◆ **SET PROBLEM**
Quote every one of the lines below word for word, and leave the pictures out of your answer.
----- GIVEN ENTRIES -----
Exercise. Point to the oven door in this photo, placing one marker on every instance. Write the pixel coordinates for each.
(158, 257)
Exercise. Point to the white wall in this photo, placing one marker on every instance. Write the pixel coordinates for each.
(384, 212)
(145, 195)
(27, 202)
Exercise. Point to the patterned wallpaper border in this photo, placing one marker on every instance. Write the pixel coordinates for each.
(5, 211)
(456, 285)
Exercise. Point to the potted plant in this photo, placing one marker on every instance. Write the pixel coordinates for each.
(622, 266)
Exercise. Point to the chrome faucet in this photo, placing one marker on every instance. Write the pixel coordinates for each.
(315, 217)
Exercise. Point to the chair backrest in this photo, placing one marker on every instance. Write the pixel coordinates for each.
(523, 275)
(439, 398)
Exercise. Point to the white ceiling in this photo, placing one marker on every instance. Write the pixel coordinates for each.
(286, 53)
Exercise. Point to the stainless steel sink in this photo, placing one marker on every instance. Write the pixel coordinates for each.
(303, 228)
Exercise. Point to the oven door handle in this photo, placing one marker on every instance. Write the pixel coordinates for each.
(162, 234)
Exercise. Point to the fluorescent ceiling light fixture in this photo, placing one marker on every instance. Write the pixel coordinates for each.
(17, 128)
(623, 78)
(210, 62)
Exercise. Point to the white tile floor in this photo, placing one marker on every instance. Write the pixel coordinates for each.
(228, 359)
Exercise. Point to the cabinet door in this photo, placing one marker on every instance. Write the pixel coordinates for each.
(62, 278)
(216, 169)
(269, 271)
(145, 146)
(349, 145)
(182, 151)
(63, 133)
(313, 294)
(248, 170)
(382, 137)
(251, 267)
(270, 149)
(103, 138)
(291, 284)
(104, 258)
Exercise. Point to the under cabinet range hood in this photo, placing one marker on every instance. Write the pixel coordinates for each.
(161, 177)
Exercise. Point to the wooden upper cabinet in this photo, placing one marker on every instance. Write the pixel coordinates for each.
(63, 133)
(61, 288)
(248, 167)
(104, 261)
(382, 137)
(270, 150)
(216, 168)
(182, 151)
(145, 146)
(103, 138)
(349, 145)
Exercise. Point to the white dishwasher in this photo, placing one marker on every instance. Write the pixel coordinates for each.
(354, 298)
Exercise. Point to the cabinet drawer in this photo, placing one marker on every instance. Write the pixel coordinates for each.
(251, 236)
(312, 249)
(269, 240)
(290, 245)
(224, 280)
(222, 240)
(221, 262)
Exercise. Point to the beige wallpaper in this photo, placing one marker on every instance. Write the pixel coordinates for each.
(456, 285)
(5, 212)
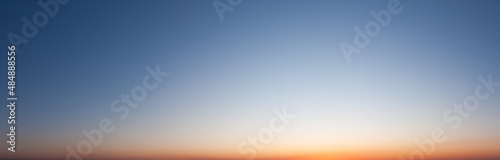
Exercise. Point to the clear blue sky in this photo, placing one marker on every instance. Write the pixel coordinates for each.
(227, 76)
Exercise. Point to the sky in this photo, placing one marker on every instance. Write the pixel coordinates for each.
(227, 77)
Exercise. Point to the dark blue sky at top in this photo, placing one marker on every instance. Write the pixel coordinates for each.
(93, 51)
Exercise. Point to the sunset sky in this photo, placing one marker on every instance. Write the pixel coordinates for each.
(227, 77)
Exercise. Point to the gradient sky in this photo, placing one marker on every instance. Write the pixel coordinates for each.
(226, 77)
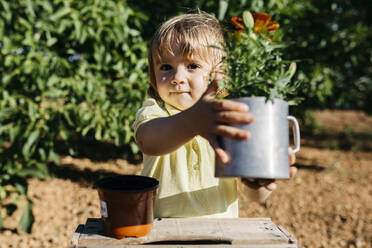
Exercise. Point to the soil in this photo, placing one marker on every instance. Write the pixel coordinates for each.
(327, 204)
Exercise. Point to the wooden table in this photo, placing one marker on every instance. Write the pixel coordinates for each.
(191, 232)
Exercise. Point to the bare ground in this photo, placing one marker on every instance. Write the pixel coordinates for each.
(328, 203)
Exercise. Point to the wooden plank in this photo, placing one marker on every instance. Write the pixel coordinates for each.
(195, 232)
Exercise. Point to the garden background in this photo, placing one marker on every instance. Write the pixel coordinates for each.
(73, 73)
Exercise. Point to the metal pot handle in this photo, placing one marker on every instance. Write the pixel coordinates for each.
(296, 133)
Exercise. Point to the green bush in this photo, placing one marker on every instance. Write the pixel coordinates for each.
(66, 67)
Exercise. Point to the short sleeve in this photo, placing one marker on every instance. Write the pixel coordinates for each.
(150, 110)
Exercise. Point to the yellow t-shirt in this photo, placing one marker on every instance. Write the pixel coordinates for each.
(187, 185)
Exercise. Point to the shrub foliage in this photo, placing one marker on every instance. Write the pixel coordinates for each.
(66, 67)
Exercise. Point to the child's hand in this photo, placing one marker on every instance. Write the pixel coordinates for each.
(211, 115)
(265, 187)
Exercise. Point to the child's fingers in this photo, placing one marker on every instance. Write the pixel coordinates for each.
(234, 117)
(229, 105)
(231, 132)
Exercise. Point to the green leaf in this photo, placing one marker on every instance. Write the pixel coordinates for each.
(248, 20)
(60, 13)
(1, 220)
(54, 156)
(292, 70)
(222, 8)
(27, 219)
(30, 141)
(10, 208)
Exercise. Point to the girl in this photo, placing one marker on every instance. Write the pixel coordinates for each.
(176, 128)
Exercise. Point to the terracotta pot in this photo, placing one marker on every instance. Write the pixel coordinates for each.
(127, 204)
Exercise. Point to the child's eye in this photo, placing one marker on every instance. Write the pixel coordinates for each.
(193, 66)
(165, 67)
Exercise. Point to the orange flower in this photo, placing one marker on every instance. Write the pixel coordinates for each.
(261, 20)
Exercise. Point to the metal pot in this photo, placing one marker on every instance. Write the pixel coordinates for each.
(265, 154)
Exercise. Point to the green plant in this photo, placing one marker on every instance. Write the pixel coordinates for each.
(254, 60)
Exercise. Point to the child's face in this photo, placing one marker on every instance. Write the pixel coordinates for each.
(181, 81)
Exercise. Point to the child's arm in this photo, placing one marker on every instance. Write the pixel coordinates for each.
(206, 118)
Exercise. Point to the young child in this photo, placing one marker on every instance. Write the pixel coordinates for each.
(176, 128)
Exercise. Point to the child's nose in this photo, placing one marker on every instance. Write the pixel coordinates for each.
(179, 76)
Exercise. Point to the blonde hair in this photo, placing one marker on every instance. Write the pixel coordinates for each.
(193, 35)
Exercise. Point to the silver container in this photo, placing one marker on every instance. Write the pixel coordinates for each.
-----
◆ **FULL SOLUTION**
Exercise. Point to the oven door in this photo, placing one marker on every instance. Write the pixel coordinates for each.
(158, 257)
Exercise. Point to the white wall in this photo, placing one marker on every instance. Write the pixel coordinates for each.
(384, 212)
(145, 195)
(27, 202)
Exercise. Point to the patterned wallpaper border in this photo, placing one marker on every instance. Write the pixel coordinates for each.
(5, 211)
(456, 285)
Exercise. Point to the potted plant in this photo, placing one marker on every instance. Write the pixel coordinates for each.
(622, 266)
Exercise. Point to the chrome faucet in this photo, placing one marker on every instance. Write the pixel coordinates for each.
(315, 217)
Exercise. Point to the chair backrest in this photo, placing one marker on every instance. Write the pixel coordinates for each.
(523, 275)
(439, 398)
Exercise. Point to the white ceiling in this photo, placing one marker on every instance. Write the pixel coordinates for each.
(286, 53)
Exercise. Point to the stainless steel sink in this photo, placing one marker on every instance. Write the pixel coordinates for each.
(303, 228)
Exercise. Point to the oven door handle in this photo, placing one marker on every instance. Write the pixel coordinates for each.
(162, 234)
Exercise. Point to the fluorescent ceiling light fixture in this photo, placing one marker on every instance. Write the pixel coordinates for each.
(17, 128)
(623, 78)
(210, 62)
Exercise. Point to the white tile floor in this photo, placing one marker on every instance. Write the pixel coordinates for each.
(228, 359)
Exercise. Point to the cabinet door in this photo, placing one marker on every instance. Write the pixel coordinates for each.
(62, 278)
(216, 169)
(269, 271)
(145, 146)
(349, 145)
(182, 151)
(63, 133)
(313, 294)
(248, 170)
(382, 137)
(251, 267)
(270, 149)
(103, 138)
(291, 284)
(104, 258)
Exercise. Point to the under cabinet range hood in this photo, placing one marker on every instance. Write the pixel coordinates for each.
(161, 177)
Exercise. Point to the wooden upper cabinet in this photo, placing one marker on every instance. Write the pixel coordinates for each.
(63, 133)
(61, 288)
(248, 167)
(104, 261)
(382, 137)
(270, 150)
(216, 168)
(182, 151)
(145, 146)
(103, 138)
(349, 145)
Exercise. Point to the white dishwasher in this photo, placing one marker on every instance. Write the pixel coordinates for each.
(354, 298)
Exercise. Point to the cabinet drawer in this photo, placing one marker on every instance. Write the pixel coordinates for each.
(251, 236)
(312, 249)
(269, 240)
(290, 245)
(224, 280)
(222, 240)
(221, 262)
Exercise. Point to the beige wallpaper in this photo, placing one marker on every instance. Write the pixel coordinates for each.
(456, 285)
(5, 212)
Exercise. Point to the clear blue sky in this photo, placing one marker on every instance. Write the pixel coordinates for each.
(227, 76)
Exercise. Point to the sky in this photo, placing one marker on every instance. Write the pixel coordinates for each.
(227, 77)
Exercise. Point to the dark blue sky at top in this photo, placing one marker on every instance. Write the pixel coordinates for each.
(93, 51)
Exercise. Point to the sunset sky in this photo, placing one marker on every instance. Write the pixel coordinates for each.
(227, 77)
Exercise. Point to the gradient sky in this photo, placing one marker on every instance. Write the pixel coordinates for each.
(226, 77)
Exercise. Point to the soil in this photo, placing one marker on every instance. Write the pixel coordinates for each.
(327, 204)
Exercise. Point to the wooden table in this photo, placing one marker on every instance. Write the pixel coordinates for each.
(191, 232)
Exercise. Point to the bare ground in this photo, placing one marker on every instance. Write the pixel coordinates for each.
(328, 203)
Exercise. Point to the wooden plank in this photo, placing one marker on every instance. Write the pixel coordinates for each.
(195, 232)
Exercise. Point to the garden background in this photo, placing one marker on every instance. Write the pixel coordinates for each.
(73, 73)
Exercise. Point to the metal pot handle in this photo, placing one marker on every instance. Write the pixel coordinates for each.
(296, 133)
Exercise. Point to the green bush in this photo, placing one marker on every instance. Write the pixel coordinates for each.
(66, 67)
Exercise. Point to the short sleeve in this photo, placing one marker on every instance. Write the pixel coordinates for each.
(150, 110)
Exercise. Point to the yellow t-shirt in this photo, placing one marker on every instance. Write the pixel coordinates for each.
(187, 185)
Exercise. Point to the shrub foliage in this photo, placing one marker on every instance. Write the pixel coordinates for each.
(66, 67)
Exercise. Point to the child's hand in this photo, placing one marker on every instance. Write the pixel coordinates for each.
(211, 115)
(265, 187)
Exercise. Point to the child's fingers in this photo, placing one marker on every instance. Write the pixel coordinates for each.
(234, 117)
(229, 105)
(231, 132)
Exercise. Point to the green leaf in this photo, placing one marker on every instance. Write the pixel coordinates for each.
(248, 20)
(60, 13)
(1, 220)
(54, 156)
(292, 70)
(222, 8)
(27, 219)
(30, 141)
(10, 208)
Exercise. Point to the girl in this photo, placing one marker on every instance. Write the pixel coordinates for each.
(176, 128)
Exercise. Point to the terracotta pot in this photo, placing one marker on every instance. Write the pixel coordinates for each.
(127, 204)
Exercise. Point to the child's eye in this photo, placing one marker on every instance. Write the pixel coordinates for each.
(193, 66)
(165, 67)
Exercise. Point to the orange flower in this photo, placing one marker on every instance. Write the pixel coordinates for each.
(261, 20)
Exercise. Point to the metal pot in this photo, placing one marker on every instance. Write the pixel coordinates for each.
(265, 154)
Exercise. Point to the green plant in this photo, placing one marker on every instance. Write the pixel coordinates for each.
(254, 60)
Exercise. Point to the child's face in this photo, placing one marker on every instance. Write the pixel coordinates for each.
(181, 81)
Exercise. Point to the child's arm in this photo, placing one marker on every instance. Write the pixel coordinates for each.
(206, 118)
Exercise. Point to the young child in this photo, placing one marker on every instance. Write the pixel coordinates for each.
(176, 128)
Exercise. Point to the child's nose in this photo, placing one marker on every instance. Write the pixel coordinates for each.
(179, 76)
Exercise. Point to the blonde hair in this photo, placing one marker on every instance. Write the pixel coordinates for each.
(193, 35)
Exercise. Point to the silver container in this photo, placing one marker on every instance. Write the pixel coordinates for each.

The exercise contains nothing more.